_TEXT SECTION_:
Olaf, I observed, was painting not from life but from memory. His subject, he told me, was “A Night in Las Vegas,” a theme chosen for the festival’s occasion, but before him there was no model, no photograph, no visual cue, only the recollection stored in his mind and the courage to give it form. He worked across the canvas in its entirety, applying strokes of colour in seemingly random sequence, a wash here, a patch there, as though the painting grew not by linear construction but by simultaneous gestation. This, of course, is a legitimate way, perhaps even the truest, for it brings the work to completion as a whole rather than in fragments.

_DATASET_:
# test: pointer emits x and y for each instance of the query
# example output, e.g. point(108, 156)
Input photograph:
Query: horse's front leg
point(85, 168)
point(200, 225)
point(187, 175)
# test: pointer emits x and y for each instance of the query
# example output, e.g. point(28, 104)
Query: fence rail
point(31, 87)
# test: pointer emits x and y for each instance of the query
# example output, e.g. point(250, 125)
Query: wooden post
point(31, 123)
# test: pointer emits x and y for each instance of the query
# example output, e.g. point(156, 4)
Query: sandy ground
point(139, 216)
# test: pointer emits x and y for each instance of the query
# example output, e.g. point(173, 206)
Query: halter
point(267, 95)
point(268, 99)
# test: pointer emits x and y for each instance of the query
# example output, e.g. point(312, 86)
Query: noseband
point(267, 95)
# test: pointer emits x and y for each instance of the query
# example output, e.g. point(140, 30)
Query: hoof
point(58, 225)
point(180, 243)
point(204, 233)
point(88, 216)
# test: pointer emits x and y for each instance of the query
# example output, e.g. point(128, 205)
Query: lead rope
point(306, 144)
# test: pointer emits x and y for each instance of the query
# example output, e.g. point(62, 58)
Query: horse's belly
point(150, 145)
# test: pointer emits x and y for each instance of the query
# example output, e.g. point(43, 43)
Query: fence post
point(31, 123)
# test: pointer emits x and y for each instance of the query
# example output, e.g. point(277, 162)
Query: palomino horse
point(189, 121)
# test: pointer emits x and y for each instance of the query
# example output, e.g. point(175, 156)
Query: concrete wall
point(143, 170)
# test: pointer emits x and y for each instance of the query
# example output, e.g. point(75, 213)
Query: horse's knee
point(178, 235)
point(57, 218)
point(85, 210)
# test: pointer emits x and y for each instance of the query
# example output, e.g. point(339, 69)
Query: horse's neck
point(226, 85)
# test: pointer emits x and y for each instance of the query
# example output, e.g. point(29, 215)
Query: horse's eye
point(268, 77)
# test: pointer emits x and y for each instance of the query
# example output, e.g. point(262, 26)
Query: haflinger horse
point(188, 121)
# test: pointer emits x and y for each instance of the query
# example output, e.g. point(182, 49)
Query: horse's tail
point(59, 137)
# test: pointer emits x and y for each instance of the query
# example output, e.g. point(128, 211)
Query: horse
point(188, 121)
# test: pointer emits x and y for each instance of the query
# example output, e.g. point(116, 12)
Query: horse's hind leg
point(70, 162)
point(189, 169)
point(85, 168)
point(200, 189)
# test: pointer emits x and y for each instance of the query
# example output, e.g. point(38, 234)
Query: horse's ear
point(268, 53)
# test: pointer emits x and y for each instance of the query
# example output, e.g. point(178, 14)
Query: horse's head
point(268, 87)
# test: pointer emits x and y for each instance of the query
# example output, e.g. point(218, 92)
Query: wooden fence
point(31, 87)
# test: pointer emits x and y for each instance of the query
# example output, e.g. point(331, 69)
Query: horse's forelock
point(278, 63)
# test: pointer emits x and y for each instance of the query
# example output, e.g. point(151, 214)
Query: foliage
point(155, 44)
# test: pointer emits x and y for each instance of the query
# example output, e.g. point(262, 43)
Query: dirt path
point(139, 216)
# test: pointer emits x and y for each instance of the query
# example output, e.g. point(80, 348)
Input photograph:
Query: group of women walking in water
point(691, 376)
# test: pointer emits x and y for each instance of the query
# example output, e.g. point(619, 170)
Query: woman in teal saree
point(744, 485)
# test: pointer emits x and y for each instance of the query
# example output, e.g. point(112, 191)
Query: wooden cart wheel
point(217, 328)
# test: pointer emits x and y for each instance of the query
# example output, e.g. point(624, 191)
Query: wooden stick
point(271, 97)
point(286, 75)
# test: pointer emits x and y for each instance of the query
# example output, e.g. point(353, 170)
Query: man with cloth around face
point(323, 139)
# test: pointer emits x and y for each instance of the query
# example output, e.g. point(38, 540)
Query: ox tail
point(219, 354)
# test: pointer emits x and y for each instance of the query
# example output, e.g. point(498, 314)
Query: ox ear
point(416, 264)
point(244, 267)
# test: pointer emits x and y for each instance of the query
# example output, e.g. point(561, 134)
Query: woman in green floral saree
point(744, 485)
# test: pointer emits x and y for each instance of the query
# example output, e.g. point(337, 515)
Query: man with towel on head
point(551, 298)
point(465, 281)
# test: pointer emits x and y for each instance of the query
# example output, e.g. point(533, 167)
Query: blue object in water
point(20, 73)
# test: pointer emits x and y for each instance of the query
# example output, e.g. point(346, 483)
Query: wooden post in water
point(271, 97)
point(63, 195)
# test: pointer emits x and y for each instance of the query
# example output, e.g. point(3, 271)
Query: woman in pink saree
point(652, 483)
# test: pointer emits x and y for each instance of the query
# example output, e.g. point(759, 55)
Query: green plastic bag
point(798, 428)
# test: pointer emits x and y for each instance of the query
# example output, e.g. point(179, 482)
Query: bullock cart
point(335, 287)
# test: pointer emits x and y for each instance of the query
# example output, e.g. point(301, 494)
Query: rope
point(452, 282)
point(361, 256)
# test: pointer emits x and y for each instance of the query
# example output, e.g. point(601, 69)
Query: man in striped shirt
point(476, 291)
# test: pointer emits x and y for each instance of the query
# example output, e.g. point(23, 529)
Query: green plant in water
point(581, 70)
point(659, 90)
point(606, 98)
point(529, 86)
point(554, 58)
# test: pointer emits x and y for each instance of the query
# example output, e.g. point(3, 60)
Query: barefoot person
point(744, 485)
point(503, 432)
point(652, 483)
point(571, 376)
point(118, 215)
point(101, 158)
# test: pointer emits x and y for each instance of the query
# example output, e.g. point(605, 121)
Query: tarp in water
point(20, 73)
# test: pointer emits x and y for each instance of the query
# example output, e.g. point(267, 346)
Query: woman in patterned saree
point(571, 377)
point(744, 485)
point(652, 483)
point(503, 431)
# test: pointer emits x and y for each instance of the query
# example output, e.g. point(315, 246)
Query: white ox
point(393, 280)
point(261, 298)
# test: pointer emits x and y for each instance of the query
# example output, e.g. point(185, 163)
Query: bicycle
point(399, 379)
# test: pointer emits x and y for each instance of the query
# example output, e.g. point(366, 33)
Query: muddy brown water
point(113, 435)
---
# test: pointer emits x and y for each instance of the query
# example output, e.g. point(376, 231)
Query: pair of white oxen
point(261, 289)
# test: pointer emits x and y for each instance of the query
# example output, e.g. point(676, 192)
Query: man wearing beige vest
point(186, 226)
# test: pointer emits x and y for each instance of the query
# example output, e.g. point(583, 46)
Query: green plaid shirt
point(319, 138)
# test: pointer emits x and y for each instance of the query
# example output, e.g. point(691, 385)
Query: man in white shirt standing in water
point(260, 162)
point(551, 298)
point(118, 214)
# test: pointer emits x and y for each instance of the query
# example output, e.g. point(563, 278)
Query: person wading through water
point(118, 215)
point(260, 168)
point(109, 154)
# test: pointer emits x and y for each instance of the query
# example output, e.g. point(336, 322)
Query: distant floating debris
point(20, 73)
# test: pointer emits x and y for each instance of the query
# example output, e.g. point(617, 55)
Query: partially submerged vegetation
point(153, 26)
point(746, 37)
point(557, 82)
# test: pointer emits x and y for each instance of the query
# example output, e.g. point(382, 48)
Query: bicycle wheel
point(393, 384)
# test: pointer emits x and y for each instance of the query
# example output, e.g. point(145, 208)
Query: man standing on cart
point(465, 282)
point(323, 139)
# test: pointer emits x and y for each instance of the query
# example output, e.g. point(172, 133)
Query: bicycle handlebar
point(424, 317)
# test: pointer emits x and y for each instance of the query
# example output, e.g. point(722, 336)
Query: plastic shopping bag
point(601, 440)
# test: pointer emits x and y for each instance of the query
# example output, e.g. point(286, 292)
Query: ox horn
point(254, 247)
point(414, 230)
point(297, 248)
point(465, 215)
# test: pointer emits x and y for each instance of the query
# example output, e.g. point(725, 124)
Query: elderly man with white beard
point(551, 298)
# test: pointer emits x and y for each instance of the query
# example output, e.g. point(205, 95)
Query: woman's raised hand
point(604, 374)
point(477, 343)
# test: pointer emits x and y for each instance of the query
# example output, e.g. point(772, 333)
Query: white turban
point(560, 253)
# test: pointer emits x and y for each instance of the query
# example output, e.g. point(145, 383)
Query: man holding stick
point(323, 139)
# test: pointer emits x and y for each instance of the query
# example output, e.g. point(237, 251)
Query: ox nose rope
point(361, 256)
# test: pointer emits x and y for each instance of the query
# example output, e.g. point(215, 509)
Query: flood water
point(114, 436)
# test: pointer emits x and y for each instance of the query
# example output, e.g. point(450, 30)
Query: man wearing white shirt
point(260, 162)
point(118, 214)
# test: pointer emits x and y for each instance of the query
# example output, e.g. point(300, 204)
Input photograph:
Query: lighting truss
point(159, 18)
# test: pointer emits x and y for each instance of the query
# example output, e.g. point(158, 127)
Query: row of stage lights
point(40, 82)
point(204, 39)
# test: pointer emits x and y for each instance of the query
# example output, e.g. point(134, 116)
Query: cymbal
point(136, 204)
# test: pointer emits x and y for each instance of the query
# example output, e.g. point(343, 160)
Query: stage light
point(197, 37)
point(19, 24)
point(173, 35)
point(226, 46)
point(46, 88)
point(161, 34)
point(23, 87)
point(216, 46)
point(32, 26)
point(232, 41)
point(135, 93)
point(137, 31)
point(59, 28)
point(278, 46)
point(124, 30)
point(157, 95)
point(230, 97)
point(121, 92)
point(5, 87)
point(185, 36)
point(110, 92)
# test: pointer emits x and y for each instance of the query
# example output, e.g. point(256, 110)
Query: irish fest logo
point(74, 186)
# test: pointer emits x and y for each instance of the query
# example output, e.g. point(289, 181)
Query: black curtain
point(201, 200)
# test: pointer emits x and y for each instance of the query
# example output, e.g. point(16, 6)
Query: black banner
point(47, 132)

_EXERCISE TASKS_:
**1.** Reproduce word for word the part of the passage about Olaf's painting from "Olaf, I observed, was" to "than in fragments.".
**2.** In the passage about Olaf's painting, what subject did Olaf say he was painting?
**3.** Extend the passage about Olaf's painting from where it stops.
The records are material separate from the passage about Olaf's painting.

_RESULTS OF THE TASKS_:
**1.**
Olaf, I observed, was painting not from life but from memory. His subject, he told me, was “A Night in Las Vegas,” a theme chosen for the festival’s occasion, but before him there was no model, no photograph, no visual cue, only the recollection stored in his mind and the courage to give it form. He worked across the canvas in its entirety, applying strokes of colour in seemingly random sequence, a wash here, a patch there, as though the painting grew not by linear construction but by simultaneous gestation. This, of course, is a legitimate way, perhaps even the truest, for it brings the work to completion as a whole rather than in fragments.

**2.** "A Night in Las Vegas," a theme chosen for the festival's occasion.

**3.**
And yet, as I watched, I felt the silent struggle: not in his arm, which moved boldly, nor in his stance, which was assured, but in the distance between what he wished to render and what he could recall. How impossible, I thought, to remember the exact modulations of colour that compose a face, especially when illuminated by the peculiar red and green hues of artificial light. How can one summon from memory the play of shade and highlight on flesh, when painters through the centuries have almost invariably sought the living model before them—Rembrandt his old men, Caravaggio his boys drawn from the street, Degas his dancers caught mid-practice—or, in our more recent times, have relied upon the camera to preserve a momentary truth for later use? To work entirely from memory is to wrestle not only with form but with the very fallibility of perception.

Yet my words are not a criticism of Olaf, but the opposite: an admiration. For he is bolder than I. I could not stand on such a night, before such a crowd, and expose the naked intimacy of the painter’s struggle. To paint in the street is to surrender one’s privacy, to allow every passerby to glimpse not the finished triumph, but the hesitant birth of a form, the painter’s wrestling with error and with doubt. In this, Olaf’s act was almost sacrificial, a baring of the inner workshop to the indifferent, even the frivolous gaze of the crowd.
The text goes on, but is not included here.